Vital and Visible: Academic Librarians Lead On Distance Learning

When the COVID-19 pandemic shut down campuses, libraries helped salvage spring semesters by supporting distance learning. Plans for fall remain in limbo, but academic librarians share what they’ve learned.

When the COVID-19 pandemic shut down campuses, libraries helped salvage spring semesters by supporting distance learning. Plans for fall remain in limbo, but academic librarians share what they’ve learned

 


It has been a difficult spring for higher ed, as colleges and universities had to abruptly move classes online and students off-site to control the coronavirus. A lot of students were, predictably, unhappy with the results.

At press time, class-action lawsuits had been filed against more than two dozen higher-ed institutions—including Brown, Cornell, Columbia, and Michigan State—demanding refunds for tuition and fees.

The lawsuits cite students’ inability to complete hands-on projects without access to labs and other facilities, but also describe a general decline in the quality of courses taken online.

“You just feel a little bit diminished,” Grainger Rickenbaker, a freshman who filed a class-action lawsuit against Drexel University, told the Associated Press. Online courses, he said, are “just not the same experience I would be getting if I was at the campus.”

With the fall semester fast approaching, higher ed institutions are struggling to determine whether they will open in person in the fall, stay 100 percent online, or take a hybrid approach. Last month, California State University became the first major system to announce that all of its campuses would remain closed through the fall semester. At press time, most other institutions were grappling with similar decisions. And even those planning to open in person must make contingency plans for a possible second wave which might send students home and classes online once again.

But an online fall semester need not be a repeat. With more time to plan and the experience of trial by fire under their belts, instructors can create engaging online content, and plenty of platforms enable one-on-one or small group meetings over video conference. Academic librarians, in many cases, have helped stem chaos and maintain quality control for instructors and students. Their takeaways will help inform how libraries support and shape distance learning long past the pandemic.

 

READY TO GO

For the past seven years, the University of Oklahoma Libraries (OUL) has been working to create “an equal experience” between in-person and online settings, according to Interim Dean Carl Grant. Thus, they “were very well positioned to flip the switch,” when campus shut down.

OUL librarians helped faculty and other colleagues get set up to work remotely and ensured they had access to resources they needed. Grant describes mixed levels of preparedness, including instructors who had rarely done more than post a syllabus onto the university’s Canvas learning management system (LMS).

“I’ve got to give credit to the provosts’ office; they really did a great job,” Grant says. “They…set up hotlines for professors to call if they were having trouble. [OUL] had people on call basically around the clock. There was a concerted effort.”

Grant cites multiple examples, noting that the library had quickly worked with two other departments on campus to recreate the university’s 32nd annual Undergraduate Research Day in an online environment. In fact, this year’s research day set a new record, drawing 142 video submissions from undergraduates in multiple disciplines.

### Supplied material
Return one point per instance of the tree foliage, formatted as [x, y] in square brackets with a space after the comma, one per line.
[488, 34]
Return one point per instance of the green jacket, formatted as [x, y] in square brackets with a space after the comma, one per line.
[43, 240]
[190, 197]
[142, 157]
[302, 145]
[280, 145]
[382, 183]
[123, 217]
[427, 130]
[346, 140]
==
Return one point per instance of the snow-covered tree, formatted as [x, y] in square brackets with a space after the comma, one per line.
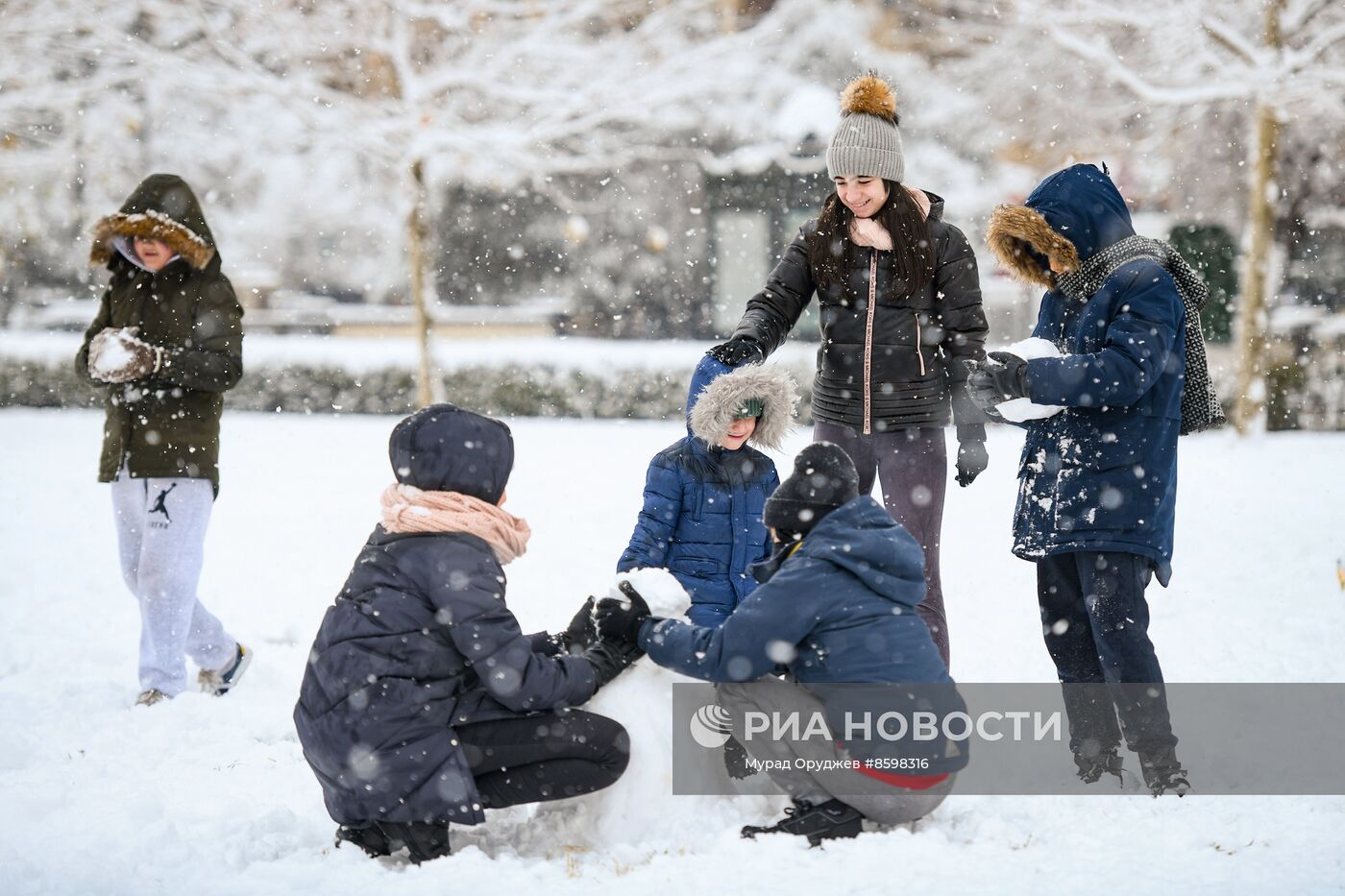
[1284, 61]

### Exercise instructions
a – From the article on academic librarians and distance learning, reproduce the part that opens with the words "OUL librarians helped" and closes with "management system (LMS).", switching "syllabus" to "course outline".
b – Answer these questions from the article on academic librarians and distance learning.
(i) Which system was the first major system to announce that all of its campuses would remain closed through the fall semester?
(ii) How many video submissions did this year's Undergraduate Research Day draw?
(iii) For how long has the University of Oklahoma Libraries been working to create "an equal experience" between in-person and online settings?
c – State whether each statement agrees with the article on academic librarians and distance learning. Support each answer with the deciding words of the article.
(i) Class-action lawsuits had been filed against more than two dozen higher-ed institutions.
(ii) This year's Undergraduate Research Day was the university's 25th.
(iii) Grainger Rickenbaker is a freshman who filed a class-action lawsuit against Drexel University.

### List of answers
a –
OUL librarians helped faculty and other colleagues get set up to work remotely and ensured they had access to resources they needed. Grant describes mixed levels of preparedness, including instructors who had rarely done more than post a course outline onto the university’s Canvas learning management system (LMS).

b –
(i) California State University
(ii) 142
(iii) The past seven years

c –
(i) Yes: "class-action lawsuits had been filed against more than two dozen higher-ed institutions"
(ii) No: "the university’s 32nd annual Undergraduate Research Day"
(iii) Yes: "Grainger Rickenbaker, a freshman who filed a class-action lawsuit against Drexel University"